Task details:
For each line of the data below, test for "windshield". Report only the number of lines that pass.

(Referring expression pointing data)

..............................

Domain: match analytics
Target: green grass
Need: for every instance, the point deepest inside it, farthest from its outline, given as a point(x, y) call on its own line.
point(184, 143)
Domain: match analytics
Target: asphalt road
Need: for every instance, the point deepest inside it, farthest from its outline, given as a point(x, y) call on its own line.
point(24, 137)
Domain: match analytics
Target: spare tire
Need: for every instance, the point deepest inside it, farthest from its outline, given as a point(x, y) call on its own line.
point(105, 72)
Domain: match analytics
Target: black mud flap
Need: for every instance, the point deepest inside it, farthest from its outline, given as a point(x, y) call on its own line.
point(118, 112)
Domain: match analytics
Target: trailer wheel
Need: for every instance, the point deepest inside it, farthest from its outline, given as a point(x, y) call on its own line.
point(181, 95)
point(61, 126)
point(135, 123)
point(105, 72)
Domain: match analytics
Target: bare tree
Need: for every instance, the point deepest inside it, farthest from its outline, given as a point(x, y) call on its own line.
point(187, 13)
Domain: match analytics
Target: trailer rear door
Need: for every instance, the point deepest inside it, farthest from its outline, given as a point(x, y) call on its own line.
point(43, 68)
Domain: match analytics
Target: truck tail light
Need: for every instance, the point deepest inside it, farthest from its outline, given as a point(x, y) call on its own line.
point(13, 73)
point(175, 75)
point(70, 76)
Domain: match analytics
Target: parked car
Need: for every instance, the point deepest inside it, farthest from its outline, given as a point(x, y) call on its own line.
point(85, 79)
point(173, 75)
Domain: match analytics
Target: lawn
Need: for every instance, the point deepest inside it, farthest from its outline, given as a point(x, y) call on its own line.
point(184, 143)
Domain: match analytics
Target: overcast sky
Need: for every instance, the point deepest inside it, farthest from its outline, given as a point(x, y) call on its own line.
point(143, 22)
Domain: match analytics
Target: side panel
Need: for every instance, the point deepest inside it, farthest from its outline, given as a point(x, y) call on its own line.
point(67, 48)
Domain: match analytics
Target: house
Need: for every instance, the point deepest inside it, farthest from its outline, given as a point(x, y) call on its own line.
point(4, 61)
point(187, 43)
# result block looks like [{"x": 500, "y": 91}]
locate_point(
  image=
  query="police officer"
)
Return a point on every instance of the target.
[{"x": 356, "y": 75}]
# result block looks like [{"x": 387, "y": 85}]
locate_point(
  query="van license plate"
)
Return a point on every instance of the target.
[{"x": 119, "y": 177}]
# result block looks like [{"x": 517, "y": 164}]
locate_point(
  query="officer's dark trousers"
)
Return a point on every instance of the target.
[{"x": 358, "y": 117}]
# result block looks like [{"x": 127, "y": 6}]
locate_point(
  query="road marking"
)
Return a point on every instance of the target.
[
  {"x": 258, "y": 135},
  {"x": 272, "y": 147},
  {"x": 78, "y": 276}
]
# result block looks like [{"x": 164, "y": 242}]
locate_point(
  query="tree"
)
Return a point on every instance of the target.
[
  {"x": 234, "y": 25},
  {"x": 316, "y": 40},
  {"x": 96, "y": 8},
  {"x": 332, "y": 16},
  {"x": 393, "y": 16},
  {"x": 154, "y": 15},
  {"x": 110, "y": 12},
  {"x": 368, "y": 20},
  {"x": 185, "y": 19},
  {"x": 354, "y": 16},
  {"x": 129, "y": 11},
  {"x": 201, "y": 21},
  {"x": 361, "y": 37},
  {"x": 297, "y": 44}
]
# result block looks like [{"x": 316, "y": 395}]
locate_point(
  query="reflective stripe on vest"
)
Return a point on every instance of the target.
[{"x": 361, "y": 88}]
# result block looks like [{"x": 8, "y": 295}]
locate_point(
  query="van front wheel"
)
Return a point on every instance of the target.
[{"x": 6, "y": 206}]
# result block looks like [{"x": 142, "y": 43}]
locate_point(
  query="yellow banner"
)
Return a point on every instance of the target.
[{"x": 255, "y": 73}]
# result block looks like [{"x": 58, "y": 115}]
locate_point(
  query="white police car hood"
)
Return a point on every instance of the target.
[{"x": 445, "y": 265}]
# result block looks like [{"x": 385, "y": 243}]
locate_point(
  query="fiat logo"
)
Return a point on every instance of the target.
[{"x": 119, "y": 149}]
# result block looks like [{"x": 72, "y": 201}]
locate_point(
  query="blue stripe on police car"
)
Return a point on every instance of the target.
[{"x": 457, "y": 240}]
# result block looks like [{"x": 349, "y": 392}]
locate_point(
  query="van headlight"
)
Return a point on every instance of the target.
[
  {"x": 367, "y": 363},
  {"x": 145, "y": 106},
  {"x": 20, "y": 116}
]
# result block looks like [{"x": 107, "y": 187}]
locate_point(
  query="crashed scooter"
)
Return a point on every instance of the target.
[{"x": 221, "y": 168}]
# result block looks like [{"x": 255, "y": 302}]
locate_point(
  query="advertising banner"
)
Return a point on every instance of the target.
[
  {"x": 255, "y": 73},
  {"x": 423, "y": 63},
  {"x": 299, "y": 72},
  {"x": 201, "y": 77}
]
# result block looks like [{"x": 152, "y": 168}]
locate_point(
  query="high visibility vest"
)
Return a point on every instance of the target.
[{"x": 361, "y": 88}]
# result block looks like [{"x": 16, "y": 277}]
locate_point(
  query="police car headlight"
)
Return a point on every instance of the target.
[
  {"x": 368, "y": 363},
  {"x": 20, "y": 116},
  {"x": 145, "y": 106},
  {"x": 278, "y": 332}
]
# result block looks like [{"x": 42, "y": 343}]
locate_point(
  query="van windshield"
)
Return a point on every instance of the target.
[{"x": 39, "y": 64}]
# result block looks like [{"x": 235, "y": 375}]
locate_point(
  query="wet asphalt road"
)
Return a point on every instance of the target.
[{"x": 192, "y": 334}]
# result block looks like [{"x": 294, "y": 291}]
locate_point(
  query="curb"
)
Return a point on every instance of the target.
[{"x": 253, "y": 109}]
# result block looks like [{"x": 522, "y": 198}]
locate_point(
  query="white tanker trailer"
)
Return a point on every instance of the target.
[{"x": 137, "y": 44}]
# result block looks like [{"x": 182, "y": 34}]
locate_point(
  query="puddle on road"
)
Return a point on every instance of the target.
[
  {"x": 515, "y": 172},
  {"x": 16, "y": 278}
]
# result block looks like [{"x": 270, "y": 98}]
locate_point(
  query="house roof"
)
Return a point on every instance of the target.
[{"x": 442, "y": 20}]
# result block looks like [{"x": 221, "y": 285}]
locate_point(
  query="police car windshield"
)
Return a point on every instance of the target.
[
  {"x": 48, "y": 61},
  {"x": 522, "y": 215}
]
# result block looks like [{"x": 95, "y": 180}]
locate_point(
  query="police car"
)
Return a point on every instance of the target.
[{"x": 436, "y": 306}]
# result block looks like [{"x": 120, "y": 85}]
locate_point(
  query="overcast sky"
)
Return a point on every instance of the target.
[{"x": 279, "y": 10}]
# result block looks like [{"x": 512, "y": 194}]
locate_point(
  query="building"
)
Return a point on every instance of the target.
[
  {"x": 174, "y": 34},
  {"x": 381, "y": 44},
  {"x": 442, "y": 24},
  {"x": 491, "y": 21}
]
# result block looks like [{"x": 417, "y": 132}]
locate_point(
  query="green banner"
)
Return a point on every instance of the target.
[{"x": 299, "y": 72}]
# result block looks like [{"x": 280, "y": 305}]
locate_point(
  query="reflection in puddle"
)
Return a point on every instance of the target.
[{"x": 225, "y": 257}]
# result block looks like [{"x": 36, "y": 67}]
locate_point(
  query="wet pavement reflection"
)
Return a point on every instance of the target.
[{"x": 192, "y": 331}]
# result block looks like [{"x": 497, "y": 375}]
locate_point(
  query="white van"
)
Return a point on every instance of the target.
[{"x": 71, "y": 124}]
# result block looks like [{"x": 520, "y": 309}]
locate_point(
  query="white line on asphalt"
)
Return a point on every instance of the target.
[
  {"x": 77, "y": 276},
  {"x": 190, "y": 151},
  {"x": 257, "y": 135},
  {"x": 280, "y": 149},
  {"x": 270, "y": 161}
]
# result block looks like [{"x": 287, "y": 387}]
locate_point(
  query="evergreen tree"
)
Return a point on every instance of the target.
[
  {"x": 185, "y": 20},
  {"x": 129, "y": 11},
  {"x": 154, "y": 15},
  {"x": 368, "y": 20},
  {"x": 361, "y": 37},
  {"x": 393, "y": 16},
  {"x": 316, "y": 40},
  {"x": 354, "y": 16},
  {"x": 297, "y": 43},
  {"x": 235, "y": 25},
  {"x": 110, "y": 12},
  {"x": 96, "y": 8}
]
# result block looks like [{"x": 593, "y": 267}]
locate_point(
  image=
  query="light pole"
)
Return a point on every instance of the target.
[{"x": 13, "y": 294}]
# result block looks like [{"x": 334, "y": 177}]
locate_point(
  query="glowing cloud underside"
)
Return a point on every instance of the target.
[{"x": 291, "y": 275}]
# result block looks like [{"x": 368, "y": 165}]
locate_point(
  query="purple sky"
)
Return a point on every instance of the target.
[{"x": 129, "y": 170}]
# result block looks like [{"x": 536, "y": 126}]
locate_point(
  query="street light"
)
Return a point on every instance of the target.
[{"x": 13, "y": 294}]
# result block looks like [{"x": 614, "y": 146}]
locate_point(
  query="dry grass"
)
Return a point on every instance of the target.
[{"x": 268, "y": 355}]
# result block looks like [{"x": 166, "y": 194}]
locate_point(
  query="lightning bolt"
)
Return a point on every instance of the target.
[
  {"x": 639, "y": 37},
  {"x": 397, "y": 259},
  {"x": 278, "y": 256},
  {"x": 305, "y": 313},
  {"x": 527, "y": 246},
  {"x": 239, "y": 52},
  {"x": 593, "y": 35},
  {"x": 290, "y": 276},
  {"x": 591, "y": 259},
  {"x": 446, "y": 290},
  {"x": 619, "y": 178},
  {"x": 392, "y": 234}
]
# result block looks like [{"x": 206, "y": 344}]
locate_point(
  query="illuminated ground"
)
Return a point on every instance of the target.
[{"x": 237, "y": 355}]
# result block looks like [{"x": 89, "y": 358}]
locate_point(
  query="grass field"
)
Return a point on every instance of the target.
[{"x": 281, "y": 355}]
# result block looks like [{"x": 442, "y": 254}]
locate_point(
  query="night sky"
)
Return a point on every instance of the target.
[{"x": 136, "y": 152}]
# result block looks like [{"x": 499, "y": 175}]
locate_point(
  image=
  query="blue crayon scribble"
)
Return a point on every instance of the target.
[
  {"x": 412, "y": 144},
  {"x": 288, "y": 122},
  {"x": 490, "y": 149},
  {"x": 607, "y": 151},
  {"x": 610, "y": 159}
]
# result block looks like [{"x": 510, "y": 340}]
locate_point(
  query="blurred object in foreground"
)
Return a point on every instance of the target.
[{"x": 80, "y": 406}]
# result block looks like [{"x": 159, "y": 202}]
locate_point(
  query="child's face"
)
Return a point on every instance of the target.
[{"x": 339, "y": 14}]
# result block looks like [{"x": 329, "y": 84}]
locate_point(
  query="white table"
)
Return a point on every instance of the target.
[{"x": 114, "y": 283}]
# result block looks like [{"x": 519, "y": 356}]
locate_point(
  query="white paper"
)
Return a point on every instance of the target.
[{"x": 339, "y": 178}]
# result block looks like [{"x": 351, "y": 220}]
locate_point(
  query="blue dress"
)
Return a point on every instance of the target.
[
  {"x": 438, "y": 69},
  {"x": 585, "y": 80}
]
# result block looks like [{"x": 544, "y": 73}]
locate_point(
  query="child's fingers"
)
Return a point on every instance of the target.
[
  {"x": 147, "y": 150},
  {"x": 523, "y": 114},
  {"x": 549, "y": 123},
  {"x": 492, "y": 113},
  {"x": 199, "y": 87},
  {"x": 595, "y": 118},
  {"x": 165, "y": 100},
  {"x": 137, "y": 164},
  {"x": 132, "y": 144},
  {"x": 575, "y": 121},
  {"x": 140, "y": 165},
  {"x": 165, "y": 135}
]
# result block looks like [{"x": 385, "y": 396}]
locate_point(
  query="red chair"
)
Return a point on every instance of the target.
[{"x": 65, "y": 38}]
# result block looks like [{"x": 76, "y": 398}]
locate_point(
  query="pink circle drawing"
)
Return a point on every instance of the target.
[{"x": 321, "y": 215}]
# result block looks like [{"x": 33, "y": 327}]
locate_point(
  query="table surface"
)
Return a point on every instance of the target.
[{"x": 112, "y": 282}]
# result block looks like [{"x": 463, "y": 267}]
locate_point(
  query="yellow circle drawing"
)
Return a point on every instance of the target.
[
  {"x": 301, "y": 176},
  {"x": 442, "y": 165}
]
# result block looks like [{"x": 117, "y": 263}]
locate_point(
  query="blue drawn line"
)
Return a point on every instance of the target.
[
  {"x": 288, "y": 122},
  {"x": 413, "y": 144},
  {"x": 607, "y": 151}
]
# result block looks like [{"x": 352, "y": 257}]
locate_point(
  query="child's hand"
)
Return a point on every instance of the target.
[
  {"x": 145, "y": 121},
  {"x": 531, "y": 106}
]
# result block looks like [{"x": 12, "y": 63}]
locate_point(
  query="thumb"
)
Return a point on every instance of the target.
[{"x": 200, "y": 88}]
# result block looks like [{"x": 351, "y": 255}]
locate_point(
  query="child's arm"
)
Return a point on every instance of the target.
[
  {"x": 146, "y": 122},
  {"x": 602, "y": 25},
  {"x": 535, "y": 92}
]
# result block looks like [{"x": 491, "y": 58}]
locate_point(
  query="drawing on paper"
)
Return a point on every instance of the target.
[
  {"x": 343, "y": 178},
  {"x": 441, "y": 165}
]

..............................

Solution for this task:
2